━━━━━ RECORDED INFORMATION
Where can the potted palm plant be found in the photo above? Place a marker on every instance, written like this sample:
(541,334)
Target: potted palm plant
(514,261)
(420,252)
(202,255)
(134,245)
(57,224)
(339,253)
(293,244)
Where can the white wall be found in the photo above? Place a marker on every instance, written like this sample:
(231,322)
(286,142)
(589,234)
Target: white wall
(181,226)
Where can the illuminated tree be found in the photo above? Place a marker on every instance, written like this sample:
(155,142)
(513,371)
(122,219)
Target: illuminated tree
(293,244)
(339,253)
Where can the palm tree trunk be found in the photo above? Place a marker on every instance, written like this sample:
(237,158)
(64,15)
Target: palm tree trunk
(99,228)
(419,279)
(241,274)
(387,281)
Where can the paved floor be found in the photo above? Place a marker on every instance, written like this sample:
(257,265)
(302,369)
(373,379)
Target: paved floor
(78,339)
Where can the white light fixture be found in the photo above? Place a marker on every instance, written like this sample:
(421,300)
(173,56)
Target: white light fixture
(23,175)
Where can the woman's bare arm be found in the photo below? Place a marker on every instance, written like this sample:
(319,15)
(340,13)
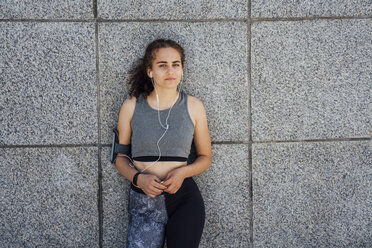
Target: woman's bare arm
(202,143)
(150,184)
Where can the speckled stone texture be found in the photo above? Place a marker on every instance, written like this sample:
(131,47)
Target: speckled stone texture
(316,194)
(51,9)
(311,79)
(48,197)
(115,195)
(225,189)
(171,9)
(48,83)
(215,70)
(289,8)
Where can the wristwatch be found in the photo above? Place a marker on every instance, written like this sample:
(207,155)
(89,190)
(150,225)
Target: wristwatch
(135,179)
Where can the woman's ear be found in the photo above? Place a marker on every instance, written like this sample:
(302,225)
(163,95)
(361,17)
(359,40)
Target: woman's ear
(149,72)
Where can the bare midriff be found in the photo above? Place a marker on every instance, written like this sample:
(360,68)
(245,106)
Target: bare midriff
(160,168)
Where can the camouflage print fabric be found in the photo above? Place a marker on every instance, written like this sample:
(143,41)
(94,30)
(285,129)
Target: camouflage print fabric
(147,220)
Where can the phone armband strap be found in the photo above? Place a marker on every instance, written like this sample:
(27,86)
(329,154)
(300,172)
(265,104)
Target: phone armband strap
(117,148)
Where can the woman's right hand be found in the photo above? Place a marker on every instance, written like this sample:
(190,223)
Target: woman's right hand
(150,184)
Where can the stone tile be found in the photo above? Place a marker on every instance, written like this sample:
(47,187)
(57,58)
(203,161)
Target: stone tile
(115,195)
(51,9)
(316,194)
(311,79)
(48,197)
(168,10)
(48,83)
(286,8)
(225,189)
(215,70)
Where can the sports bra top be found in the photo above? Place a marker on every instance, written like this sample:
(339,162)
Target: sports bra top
(146,131)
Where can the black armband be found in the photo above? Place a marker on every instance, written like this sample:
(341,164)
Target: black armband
(118,148)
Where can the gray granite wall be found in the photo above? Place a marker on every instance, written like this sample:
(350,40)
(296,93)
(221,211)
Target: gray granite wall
(287,88)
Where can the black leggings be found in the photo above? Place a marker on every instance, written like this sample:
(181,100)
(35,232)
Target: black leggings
(182,224)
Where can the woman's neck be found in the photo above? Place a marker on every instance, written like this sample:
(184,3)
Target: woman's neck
(167,97)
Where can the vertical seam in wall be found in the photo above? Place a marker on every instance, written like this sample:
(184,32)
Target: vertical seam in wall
(99,193)
(249,49)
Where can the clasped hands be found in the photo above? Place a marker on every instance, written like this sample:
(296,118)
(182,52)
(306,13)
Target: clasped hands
(153,186)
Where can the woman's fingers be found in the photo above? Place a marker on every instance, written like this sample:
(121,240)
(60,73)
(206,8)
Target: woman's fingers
(151,185)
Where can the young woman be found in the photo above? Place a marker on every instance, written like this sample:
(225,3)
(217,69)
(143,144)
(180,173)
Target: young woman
(160,123)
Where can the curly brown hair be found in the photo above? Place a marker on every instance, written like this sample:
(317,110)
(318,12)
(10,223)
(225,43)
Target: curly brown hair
(139,83)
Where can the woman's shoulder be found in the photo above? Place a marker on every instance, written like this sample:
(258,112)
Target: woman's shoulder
(196,108)
(194,102)
(128,105)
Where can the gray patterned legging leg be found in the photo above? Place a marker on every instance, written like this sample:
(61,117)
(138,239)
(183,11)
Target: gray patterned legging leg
(147,220)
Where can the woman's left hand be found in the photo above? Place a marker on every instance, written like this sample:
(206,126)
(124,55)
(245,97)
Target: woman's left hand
(174,181)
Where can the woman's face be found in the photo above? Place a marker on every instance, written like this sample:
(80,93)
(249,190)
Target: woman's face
(166,68)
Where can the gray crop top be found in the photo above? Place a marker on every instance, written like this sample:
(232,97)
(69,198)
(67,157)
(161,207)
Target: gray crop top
(146,131)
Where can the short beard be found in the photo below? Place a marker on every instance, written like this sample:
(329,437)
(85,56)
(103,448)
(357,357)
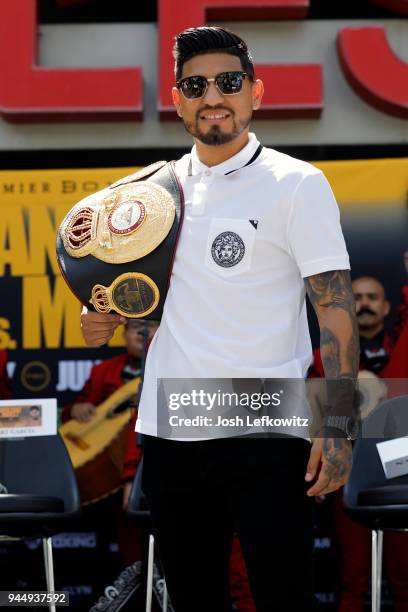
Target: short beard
(215,137)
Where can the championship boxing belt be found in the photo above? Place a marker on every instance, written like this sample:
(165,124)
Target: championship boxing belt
(116,247)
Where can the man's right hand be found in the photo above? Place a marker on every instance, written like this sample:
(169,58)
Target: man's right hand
(83,411)
(97,328)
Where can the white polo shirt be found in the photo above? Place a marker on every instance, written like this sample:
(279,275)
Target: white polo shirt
(236,303)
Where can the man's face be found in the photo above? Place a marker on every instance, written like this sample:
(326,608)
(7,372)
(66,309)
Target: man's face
(35,413)
(371,304)
(234,112)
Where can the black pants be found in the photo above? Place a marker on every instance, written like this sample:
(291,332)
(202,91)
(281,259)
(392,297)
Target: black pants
(199,493)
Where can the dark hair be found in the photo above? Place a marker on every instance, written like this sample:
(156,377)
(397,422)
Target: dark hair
(195,41)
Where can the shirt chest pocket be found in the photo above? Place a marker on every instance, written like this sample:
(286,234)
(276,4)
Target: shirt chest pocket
(230,246)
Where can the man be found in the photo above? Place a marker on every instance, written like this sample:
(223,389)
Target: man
(377,356)
(241,316)
(111,374)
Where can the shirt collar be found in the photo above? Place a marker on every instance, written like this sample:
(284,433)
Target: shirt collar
(233,163)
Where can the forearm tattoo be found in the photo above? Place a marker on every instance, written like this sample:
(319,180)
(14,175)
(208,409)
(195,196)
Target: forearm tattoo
(332,290)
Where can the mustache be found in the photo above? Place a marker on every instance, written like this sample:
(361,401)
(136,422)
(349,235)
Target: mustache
(203,109)
(365,310)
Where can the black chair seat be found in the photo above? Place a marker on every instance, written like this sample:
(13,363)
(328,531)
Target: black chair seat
(391,495)
(30,503)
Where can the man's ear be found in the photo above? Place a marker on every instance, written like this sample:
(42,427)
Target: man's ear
(257,93)
(175,94)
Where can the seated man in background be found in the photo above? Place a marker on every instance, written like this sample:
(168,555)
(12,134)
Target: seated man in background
(379,350)
(112,373)
(105,378)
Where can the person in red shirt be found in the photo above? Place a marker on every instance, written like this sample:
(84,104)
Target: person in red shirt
(112,373)
(386,355)
(5,386)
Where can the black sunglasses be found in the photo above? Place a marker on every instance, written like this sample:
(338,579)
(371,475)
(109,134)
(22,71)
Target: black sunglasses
(228,84)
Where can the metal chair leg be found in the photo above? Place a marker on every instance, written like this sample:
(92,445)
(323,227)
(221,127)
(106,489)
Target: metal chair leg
(149,587)
(49,569)
(165,597)
(376,563)
(379,567)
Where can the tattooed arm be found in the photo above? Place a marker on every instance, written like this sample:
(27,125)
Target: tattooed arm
(332,299)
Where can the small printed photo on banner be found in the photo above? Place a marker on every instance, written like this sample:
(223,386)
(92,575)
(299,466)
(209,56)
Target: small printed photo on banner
(21,418)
━━━━━━━━━━
Return the listing above word for word, with the pictures removed.

- _OUTPUT FOR THIS EXERCISE_:
Where can the potted palm plant be found in the photo above? Place a marker on every instance, written like this sample:
(541,334)
Target: potted palm plant
(514,261)
(420,252)
(202,255)
(134,245)
(57,224)
(339,253)
(293,244)
Where can the white wall be found in the photo above? Place a marker on every instance, written like this sample:
(231,322)
(286,142)
(589,234)
Target: white wall
(181,226)
Where can the illuminated tree be found in the photo above? Place a marker on every instance, written like this sample:
(155,142)
(513,371)
(122,219)
Target: illuminated tree
(293,244)
(339,253)
Where can the palm tree trunk be found in the photo above? Place a marker on every instance, written like this sample:
(237,158)
(64,15)
Target: palm tree trunk
(99,228)
(419,279)
(241,274)
(387,281)
Where can the paved floor be found in the photo above? Place a marker on every instance, written like this sample:
(257,265)
(302,369)
(373,379)
Target: paved floor
(78,339)
Where can the white light fixture be found in the photo above? Place a marker on every instance, written like this sample:
(421,300)
(173,56)
Target: white light fixture
(23,175)
Where can the woman's bare arm be found in the photo below? Place a marker on every instance, written like this sample:
(319,15)
(340,13)
Target: woman's bare arm
(202,143)
(150,184)
Where can the speckled stone texture be found in the photo above? Place a marker on every instance, written like this sample:
(131,47)
Target: speckled stone texture
(316,194)
(51,9)
(311,79)
(48,197)
(115,195)
(225,189)
(171,9)
(48,83)
(215,70)
(289,8)
Where can the wristwatch be found in the photo above? Place a marker on every instance, written like this sample:
(207,155)
(89,190)
(150,225)
Target: wristwatch
(135,179)
Where can the woman's ear be found in the photo above? Place a marker on every instance, written like this sample:
(302,225)
(163,95)
(361,17)
(359,40)
Target: woman's ear
(149,72)
Where can the bare midriff be found in the photo above? Place a marker on every instance, written like this sample:
(360,68)
(245,106)
Target: bare midriff
(160,168)
Where can the camouflage print fabric be found in the photo above? Place a marker on every instance, written like this sample:
(143,41)
(94,30)
(285,129)
Target: camouflage print fabric
(147,220)
Where can the phone armband strap be found in the photo above? Place a marker on every instance, written like this sample:
(27,86)
(329,154)
(300,172)
(265,104)
Target: phone armband strap
(117,148)
Where can the woman's right hand be found in the photo above? Place a marker on every instance, written like this sample:
(190,223)
Target: woman's right hand
(150,184)
Where can the stone tile be found in the photo above? Place a marker on every instance, written like this sample:
(47,187)
(57,58)
(203,161)
Target: stone tile
(115,195)
(51,9)
(316,194)
(311,79)
(48,197)
(168,10)
(48,83)
(286,8)
(225,189)
(215,70)
Where can the sports bra top be found in the photo above? Place a marker on every instance, written like this sample:
(339,162)
Target: sports bra top
(146,131)
Where can the black armband be found in the photo above? Place a marker on every instance, written like this sample:
(341,164)
Target: black armband
(118,148)
Where can the gray granite wall be found in the photo above? Place a marker on every instance, written like this sample:
(350,40)
(296,93)
(221,211)
Target: gray granite wall
(287,88)
Where can the black leggings be found in the photo above? Place a marker on every instance, written like this sample:
(181,100)
(35,232)
Target: black leggings
(182,224)
Where can the woman's neck be found in the photo above? Place a marker on every instance, written like this sample:
(184,3)
Target: woman's neck
(167,97)
Where can the vertical seam in wall be found in the photo above? Place a marker on every instance, written like this sample:
(184,32)
Target: vertical seam in wall
(99,193)
(249,49)
Where can the clasped hands be found in the photo above? Place a marker on every instance, written like this sample:
(296,118)
(182,52)
(306,13)
Target: clasped hands
(153,186)
Where can the woman's fingers be found in the photo above? Place a marker on every instance, written like this sample:
(121,240)
(60,73)
(206,8)
Target: woman's fingers
(151,185)
Where can the young woman be found in the photo above? Place a marker on every instance, written like this sample:
(225,3)
(217,69)
(143,144)
(180,173)
Target: young woman
(160,123)
Where can the curly brown hair be found in the photo above? Place a marker on every instance, written like this sample:
(317,110)
(318,12)
(10,223)
(225,43)
Target: curly brown hair
(139,83)
Where can the woman's shoulder be found in the photo above? Place a marker on every instance, written like this sample:
(258,112)
Target: woman's shoulder
(196,108)
(194,102)
(128,105)
Where can the gray patterned legging leg be found in the photo above? Place a marker on every instance, written like this sample:
(61,117)
(138,239)
(183,11)
Target: gray patterned legging leg
(147,220)
Where can the woman's left hand be found in the photo above? Place a marker on every instance, written like this sample:
(206,126)
(124,55)
(245,97)
Target: woman's left hand
(174,181)
Where can the woman's face be found in the photo above? Place a marker on every instance, written like this sample:
(80,93)
(249,190)
Target: woman's face
(166,68)
Where can the gray crop top be found in the photo above? Place a marker on every instance, written like this sample:
(232,97)
(69,198)
(67,157)
(161,207)
Target: gray crop top
(146,131)
Where can the short beard be found in the photo below? Place a marker on every instance, written like this sample:
(329,437)
(85,56)
(103,448)
(357,357)
Target: short beard
(215,137)
Where can the championship boxing belt be found in the photo above? Place a marker on every instance, written like this sample:
(165,124)
Target: championship boxing belt
(116,247)
Where can the man's right hand be found in the photo above? Place a marker on every instance, written like this sample:
(169,58)
Target: man's right hand
(83,411)
(97,328)
Where can the white polo shirt be found in the photo above? Place a marker on every instance, written like this sample:
(279,275)
Target: white polo shirt
(236,303)
Where can the man's face be found in the photo above? Place a marker on every instance, written like this sample:
(326,608)
(7,372)
(66,309)
Target: man's face
(35,413)
(371,304)
(234,112)
Where can the black pants be found in the photo above? Place a marker on every instance, written like this sample:
(291,332)
(202,91)
(281,259)
(392,297)
Target: black pants
(199,493)
Where can the dark hair be found in the photo above? Place a marker on every instance, written like this sample:
(156,377)
(397,422)
Target: dark hair
(195,41)
Where can the shirt chest pocket be found in the photo above? Place a marker on every instance, written like this sample:
(286,234)
(276,4)
Target: shirt chest pocket
(230,246)
Where can the man be found in the photo above? Place a marker on every instance, written like this sample:
(223,389)
Target: man
(377,356)
(241,316)
(111,374)
Where can the shirt collar be found in the photo above? Place a marker on every instance, written like this sample:
(284,433)
Target: shirt collar
(233,163)
Where can the forearm tattoo be found in the photo above? Place a marker on every instance, written like this sample:
(319,180)
(14,175)
(208,409)
(195,196)
Target: forearm tattoo
(332,290)
Where can the mustache be found in the photo above? Place a marker on every instance, written like this sample:
(361,401)
(136,422)
(349,235)
Target: mustache
(203,109)
(365,310)
Where can the black chair seat be found in the photo above? Place a marker on every instance, written like this sample:
(13,363)
(328,531)
Target: black chair seat
(391,495)
(30,503)
Where can the man's ear be found in the photo above? Place a marker on every instance, written like this sample:
(42,427)
Target: man's ear
(257,93)
(175,94)
Where can the seated man in background be found in the photo above? Place a marker on every instance, written like this sample:
(168,555)
(12,134)
Target: seated man in background
(379,350)
(112,373)
(105,378)
Where can the person in red shirt be found in the photo above? Place a marker on every instance, written like this sample:
(84,104)
Target: person in red shirt
(112,373)
(386,355)
(5,386)
Where can the black sunglasses be found in the photo above? Place a marker on every instance, written like this sample:
(338,579)
(371,475)
(109,134)
(22,71)
Target: black sunglasses
(228,84)
Where can the metal chair leg be found in the photo above? Place a marker on every instance, written like this sample:
(92,445)
(323,227)
(221,127)
(106,489)
Target: metal chair leg
(149,587)
(49,569)
(165,597)
(376,563)
(379,567)
Where can the tattooed arm be found in the photo above? Place a marker on every instance, written like this sample:
(27,125)
Target: tattooed arm
(332,299)
Where can the small printed photo on banner be found in the photo above? Place a marker on every instance, written like this sample:
(223,386)
(92,575)
(299,466)
(209,56)
Target: small printed photo on banner
(21,418)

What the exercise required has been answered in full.